## Work to be completed
In the records below, please retype word for word every line from the one containing "Target: outlet cover plate" through the final one, both included, and nothing else.

## Material provided

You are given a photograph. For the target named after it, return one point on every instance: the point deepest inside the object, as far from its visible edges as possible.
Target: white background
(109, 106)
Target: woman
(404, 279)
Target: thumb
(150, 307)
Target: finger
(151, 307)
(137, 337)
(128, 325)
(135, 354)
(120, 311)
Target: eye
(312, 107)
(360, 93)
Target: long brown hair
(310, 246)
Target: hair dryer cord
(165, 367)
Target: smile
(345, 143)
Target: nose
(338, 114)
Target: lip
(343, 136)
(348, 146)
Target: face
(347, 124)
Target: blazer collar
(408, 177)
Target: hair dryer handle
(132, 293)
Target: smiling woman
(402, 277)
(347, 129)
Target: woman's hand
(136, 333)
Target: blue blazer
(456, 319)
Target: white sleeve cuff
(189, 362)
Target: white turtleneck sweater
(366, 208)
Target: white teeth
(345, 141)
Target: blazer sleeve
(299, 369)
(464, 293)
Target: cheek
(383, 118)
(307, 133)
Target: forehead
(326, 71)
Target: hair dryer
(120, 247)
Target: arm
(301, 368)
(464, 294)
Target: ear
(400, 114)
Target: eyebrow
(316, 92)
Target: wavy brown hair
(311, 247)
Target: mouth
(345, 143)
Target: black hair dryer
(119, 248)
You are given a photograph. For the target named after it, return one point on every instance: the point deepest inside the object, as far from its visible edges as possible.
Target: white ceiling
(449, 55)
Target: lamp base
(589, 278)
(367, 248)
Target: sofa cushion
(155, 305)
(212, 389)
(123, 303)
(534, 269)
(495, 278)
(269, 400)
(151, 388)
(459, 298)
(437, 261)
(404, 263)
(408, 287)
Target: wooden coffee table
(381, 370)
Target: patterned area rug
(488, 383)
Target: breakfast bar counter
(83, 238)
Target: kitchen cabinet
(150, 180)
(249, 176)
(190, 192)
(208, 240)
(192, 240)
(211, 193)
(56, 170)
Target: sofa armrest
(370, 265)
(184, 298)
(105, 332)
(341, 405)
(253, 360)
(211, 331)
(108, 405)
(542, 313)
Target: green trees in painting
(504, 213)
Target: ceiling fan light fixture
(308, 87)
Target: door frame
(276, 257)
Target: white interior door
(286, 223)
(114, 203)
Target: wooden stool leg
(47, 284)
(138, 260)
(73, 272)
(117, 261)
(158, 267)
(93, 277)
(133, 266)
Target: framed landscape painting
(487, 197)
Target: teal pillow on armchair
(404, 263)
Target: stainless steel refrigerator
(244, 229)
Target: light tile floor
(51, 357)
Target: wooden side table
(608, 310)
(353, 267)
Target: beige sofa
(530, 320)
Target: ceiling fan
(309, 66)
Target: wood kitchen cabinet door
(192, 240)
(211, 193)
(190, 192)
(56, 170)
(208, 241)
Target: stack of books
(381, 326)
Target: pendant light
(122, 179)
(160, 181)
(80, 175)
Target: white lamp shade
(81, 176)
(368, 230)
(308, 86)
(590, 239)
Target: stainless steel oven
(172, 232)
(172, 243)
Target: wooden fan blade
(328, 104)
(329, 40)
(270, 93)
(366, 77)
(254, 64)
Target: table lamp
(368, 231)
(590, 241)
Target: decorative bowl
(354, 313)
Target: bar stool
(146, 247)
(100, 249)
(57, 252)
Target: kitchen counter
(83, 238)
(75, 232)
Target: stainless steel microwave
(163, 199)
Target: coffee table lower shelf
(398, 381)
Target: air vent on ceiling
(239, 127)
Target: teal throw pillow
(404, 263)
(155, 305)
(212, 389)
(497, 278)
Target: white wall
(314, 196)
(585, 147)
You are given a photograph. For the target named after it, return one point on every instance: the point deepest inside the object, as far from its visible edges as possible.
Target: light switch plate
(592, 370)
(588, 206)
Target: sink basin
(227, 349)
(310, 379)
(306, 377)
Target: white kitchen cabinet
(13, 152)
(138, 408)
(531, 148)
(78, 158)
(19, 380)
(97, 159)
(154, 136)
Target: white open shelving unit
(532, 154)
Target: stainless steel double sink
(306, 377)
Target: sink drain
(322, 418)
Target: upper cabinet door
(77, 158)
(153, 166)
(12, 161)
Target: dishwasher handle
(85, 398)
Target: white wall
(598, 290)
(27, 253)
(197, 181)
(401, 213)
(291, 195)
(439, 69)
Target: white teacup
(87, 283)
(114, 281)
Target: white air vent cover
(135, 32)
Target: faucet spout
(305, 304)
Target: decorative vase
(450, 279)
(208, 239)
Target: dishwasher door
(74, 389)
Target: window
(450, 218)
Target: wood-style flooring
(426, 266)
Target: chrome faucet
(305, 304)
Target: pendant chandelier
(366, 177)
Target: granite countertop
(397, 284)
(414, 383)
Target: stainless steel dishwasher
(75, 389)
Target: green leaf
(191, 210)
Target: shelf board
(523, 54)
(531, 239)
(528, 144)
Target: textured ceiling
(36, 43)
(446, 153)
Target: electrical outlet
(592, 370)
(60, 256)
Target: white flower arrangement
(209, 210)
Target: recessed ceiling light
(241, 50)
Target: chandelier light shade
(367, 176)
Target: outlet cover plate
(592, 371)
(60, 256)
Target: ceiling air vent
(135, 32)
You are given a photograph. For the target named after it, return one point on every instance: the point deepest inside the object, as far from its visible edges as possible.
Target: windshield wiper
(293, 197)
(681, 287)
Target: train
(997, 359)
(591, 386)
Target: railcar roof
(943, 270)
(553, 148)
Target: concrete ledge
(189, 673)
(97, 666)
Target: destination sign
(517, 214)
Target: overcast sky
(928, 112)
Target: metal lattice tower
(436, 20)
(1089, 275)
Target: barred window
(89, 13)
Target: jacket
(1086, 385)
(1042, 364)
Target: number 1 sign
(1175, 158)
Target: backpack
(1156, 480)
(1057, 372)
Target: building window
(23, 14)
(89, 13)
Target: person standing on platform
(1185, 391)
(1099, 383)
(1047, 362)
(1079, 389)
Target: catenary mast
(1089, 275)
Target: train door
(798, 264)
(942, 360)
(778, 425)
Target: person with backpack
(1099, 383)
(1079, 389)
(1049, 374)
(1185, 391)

## Expected output
Target: outlet cover plate
(592, 371)
(60, 256)
Target: ceiling air vent
(135, 32)
You are given a photograph. For the target named after it, return one point on every instance: the point deepest inside the object, as far from its visible edges as possible.
Target: windshield wiper
(293, 197)
(681, 287)
Target: train
(997, 359)
(591, 386)
Target: railcar roof
(943, 270)
(553, 148)
Target: concrete ledge
(189, 673)
(97, 666)
Target: destination sign
(517, 214)
Target: overcast sky
(928, 112)
Target: metal lattice tower
(436, 20)
(1089, 275)
Target: barred window
(89, 13)
Target: jacket
(1086, 385)
(1042, 364)
Target: number 1 sign
(1175, 158)
Target: backpack
(1156, 480)
(1057, 372)
Target: building window
(23, 14)
(89, 13)
Target: person standing on platform
(1185, 391)
(1099, 383)
(1047, 362)
(1079, 389)
Target: catenary mast
(1089, 275)
Target: train door
(798, 264)
(942, 360)
(778, 425)
Target: person with backpack
(1099, 383)
(1079, 389)
(1049, 374)
(1185, 391)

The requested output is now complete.